**Request**: Extract every text line of all the records below, word for word, and omit the pictures.

**Stored data**:
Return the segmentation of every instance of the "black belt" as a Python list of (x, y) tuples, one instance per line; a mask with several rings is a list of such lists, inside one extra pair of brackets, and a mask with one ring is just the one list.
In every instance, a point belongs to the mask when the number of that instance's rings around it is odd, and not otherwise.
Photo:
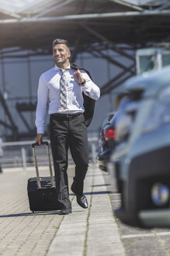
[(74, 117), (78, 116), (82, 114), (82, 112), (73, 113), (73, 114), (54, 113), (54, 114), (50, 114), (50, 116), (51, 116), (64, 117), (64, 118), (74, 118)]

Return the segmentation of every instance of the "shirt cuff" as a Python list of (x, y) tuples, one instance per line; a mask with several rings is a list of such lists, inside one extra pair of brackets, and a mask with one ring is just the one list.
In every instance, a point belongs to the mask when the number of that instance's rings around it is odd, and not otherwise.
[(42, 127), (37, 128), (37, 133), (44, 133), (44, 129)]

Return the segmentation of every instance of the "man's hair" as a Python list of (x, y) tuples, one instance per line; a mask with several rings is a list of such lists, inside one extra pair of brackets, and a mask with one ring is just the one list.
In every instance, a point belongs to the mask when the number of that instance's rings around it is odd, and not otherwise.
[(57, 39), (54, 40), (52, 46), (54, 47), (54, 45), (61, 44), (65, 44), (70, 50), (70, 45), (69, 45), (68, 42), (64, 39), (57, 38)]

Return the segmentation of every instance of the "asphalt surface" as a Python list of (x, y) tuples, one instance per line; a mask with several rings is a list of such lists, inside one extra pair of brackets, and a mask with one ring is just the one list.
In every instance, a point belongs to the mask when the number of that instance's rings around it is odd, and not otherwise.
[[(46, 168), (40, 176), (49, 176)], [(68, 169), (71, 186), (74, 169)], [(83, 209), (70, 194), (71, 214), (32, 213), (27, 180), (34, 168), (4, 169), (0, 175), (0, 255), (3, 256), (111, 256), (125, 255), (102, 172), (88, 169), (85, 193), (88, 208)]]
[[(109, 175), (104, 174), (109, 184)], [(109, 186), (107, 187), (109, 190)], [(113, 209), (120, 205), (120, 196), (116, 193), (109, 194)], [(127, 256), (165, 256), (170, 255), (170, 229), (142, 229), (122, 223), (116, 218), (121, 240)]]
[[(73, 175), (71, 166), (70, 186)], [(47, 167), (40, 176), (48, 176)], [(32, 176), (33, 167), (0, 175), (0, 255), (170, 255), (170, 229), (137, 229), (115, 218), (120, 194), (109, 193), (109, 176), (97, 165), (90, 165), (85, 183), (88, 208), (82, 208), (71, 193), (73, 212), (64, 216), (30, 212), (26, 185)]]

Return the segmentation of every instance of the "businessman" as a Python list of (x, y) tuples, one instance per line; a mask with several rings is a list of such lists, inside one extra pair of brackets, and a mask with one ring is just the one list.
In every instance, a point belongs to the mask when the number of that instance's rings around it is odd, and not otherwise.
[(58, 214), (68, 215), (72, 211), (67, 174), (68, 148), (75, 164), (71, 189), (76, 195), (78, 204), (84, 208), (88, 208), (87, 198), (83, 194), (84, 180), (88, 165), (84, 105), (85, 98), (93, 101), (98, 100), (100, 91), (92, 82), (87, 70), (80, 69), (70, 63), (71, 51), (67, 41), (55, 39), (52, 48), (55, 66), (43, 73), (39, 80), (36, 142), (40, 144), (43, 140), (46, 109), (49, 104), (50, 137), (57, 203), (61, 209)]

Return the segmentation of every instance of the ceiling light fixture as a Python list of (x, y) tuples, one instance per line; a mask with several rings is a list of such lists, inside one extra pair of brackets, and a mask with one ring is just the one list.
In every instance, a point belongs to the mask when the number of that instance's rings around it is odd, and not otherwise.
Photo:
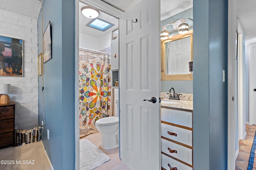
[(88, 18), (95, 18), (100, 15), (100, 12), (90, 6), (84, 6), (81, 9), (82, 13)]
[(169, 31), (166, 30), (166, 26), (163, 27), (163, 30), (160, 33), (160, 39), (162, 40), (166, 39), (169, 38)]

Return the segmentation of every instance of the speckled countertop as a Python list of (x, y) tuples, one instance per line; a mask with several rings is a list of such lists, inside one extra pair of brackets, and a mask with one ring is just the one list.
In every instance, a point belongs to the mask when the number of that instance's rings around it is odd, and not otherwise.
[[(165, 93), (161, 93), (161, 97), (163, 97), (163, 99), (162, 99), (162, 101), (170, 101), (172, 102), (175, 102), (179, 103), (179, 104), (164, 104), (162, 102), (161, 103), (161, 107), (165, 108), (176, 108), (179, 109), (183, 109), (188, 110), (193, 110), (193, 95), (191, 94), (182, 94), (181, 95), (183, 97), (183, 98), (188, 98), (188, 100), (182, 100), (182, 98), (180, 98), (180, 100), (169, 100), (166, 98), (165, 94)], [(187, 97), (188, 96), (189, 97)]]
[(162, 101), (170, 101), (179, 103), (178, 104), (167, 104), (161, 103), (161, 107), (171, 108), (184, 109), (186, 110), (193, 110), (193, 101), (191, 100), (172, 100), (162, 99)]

**Answer to the task**:
Return the segmentation of every instance of the "black belt" as a Python list of (x, y) tuples, one instance per line; a mask with several rings is a list of such lists, inside one extra pair of brackets, and a mask with one ring is just the one list.
In every instance, a point belongs to the mask when the number of that instance's rings around it is odd, and not otherwise.
Photo:
[(74, 117), (78, 116), (82, 114), (82, 112), (73, 113), (73, 114), (54, 113), (54, 114), (50, 114), (50, 116), (51, 116), (64, 117), (64, 118), (74, 118)]

Return the segmentation of every instance of the "shirt cuff" as a Python list of (x, y) tuples, one instance per line; a mask with several rings is a list of such lists, inside one extra pair of brackets, and a mask with one ring is just the one list.
In every instance, a point belongs to the mask when the number of that instance's rings around it is odd, and not otherwise.
[(42, 127), (37, 128), (37, 133), (44, 133), (44, 129)]

Return the segmentation of every instance of the "man's hair" as a Python list of (x, y) tuples, one instance per line; a mask with several rings is a list of such lists, inside one extra pair of brackets, and a mask with one ring is just the one list.
In every instance, a point belongs to the mask when the number of that instance's rings around it is odd, and not otherwise.
[(57, 39), (54, 40), (52, 46), (54, 47), (54, 45), (61, 44), (65, 44), (70, 50), (70, 45), (69, 45), (68, 42), (64, 39), (57, 38)]

Return the segmentation of every instance of the "asphalt surface" as a Python list of (x, y) tuples, one instance per line; a mask with several rings is a list of such lists, inside one extra pair of brackets, and a mask with one ring is just the one list.
In every instance, a point belongs to the mask when the number of that instance's rings around it is odd, and not otherwise.
[[(46, 168), (40, 176), (49, 176)], [(68, 169), (71, 186), (74, 169)], [(83, 209), (70, 194), (71, 214), (32, 213), (27, 180), (34, 168), (4, 169), (0, 175), (0, 255), (3, 256), (111, 256), (125, 255), (102, 172), (88, 169), (85, 193), (88, 208)]]
[[(109, 175), (104, 174), (109, 184)], [(109, 186), (107, 187), (109, 190)], [(113, 209), (120, 205), (120, 196), (116, 193), (109, 194)], [(127, 256), (165, 256), (170, 255), (170, 229), (142, 229), (122, 223), (116, 218), (121, 240)]]
[[(73, 175), (71, 166), (70, 186)], [(47, 167), (40, 176), (48, 176)], [(32, 176), (33, 167), (0, 175), (0, 255), (170, 255), (170, 229), (137, 229), (115, 218), (120, 194), (109, 193), (109, 176), (97, 165), (90, 165), (85, 183), (88, 208), (82, 208), (71, 193), (73, 212), (64, 216), (30, 212), (26, 185)]]

Return the segmentation of every instance of the "businessman" as a Python list of (x, y) tuples, one instance per line; a mask with several rings is a list of such lists, inside one extra pair of brackets, and a mask with one ring is just the one list.
In every instance, a point belongs to the mask when the number of that instance's rings around it is odd, and not otherwise.
[(58, 214), (68, 215), (72, 211), (67, 174), (68, 148), (75, 164), (71, 189), (76, 195), (78, 204), (84, 208), (88, 208), (87, 198), (83, 194), (84, 180), (88, 165), (84, 105), (85, 98), (93, 101), (98, 100), (100, 91), (92, 82), (87, 70), (80, 69), (70, 63), (71, 51), (67, 41), (55, 39), (52, 48), (55, 66), (43, 73), (39, 80), (36, 142), (40, 144), (43, 140), (46, 109), (49, 104), (50, 137), (57, 203), (61, 209)]

Return the segmentation of every instance of the ceiling light fixture as a Python list of (x, y) tuples, one instance per line; a mask with several rings is a list of such lists, inside one extra pair of brackets, and a mask with one ring is just the one list.
In every instance, a point belongs to the mask when the number of that instance's rings around it is odd, and not otherwise.
Photo:
[(88, 18), (95, 18), (100, 15), (100, 12), (90, 6), (84, 6), (81, 9), (82, 13)]
[(169, 31), (166, 30), (166, 26), (163, 27), (163, 30), (160, 33), (160, 39), (162, 40), (166, 39), (169, 38)]

Return the segmentation of every instance of the speckled countertop as a Python list of (x, y) tuples, one instance per line; a mask with several rings is a list of such lists, inside one extra pair of brackets, and a mask with one ring is just the one list.
In every instance, a point belongs to the mask when the number of that instance's rings around it is odd, and not otherwise.
[[(165, 93), (161, 93), (161, 97), (163, 97), (163, 99), (162, 99), (162, 101), (170, 101), (172, 102), (175, 102), (179, 103), (179, 104), (164, 104), (162, 102), (161, 103), (161, 107), (165, 108), (176, 108), (179, 109), (183, 109), (188, 110), (193, 110), (193, 95), (191, 94), (182, 94), (181, 95), (183, 97), (183, 98), (188, 98), (188, 100), (182, 100), (182, 98), (180, 98), (180, 100), (169, 100), (166, 98), (165, 94)], [(187, 97), (188, 96), (189, 97)]]
[(162, 101), (170, 101), (179, 103), (178, 104), (167, 104), (161, 103), (161, 107), (171, 108), (184, 109), (186, 110), (193, 110), (193, 101), (191, 100), (172, 100), (162, 99)]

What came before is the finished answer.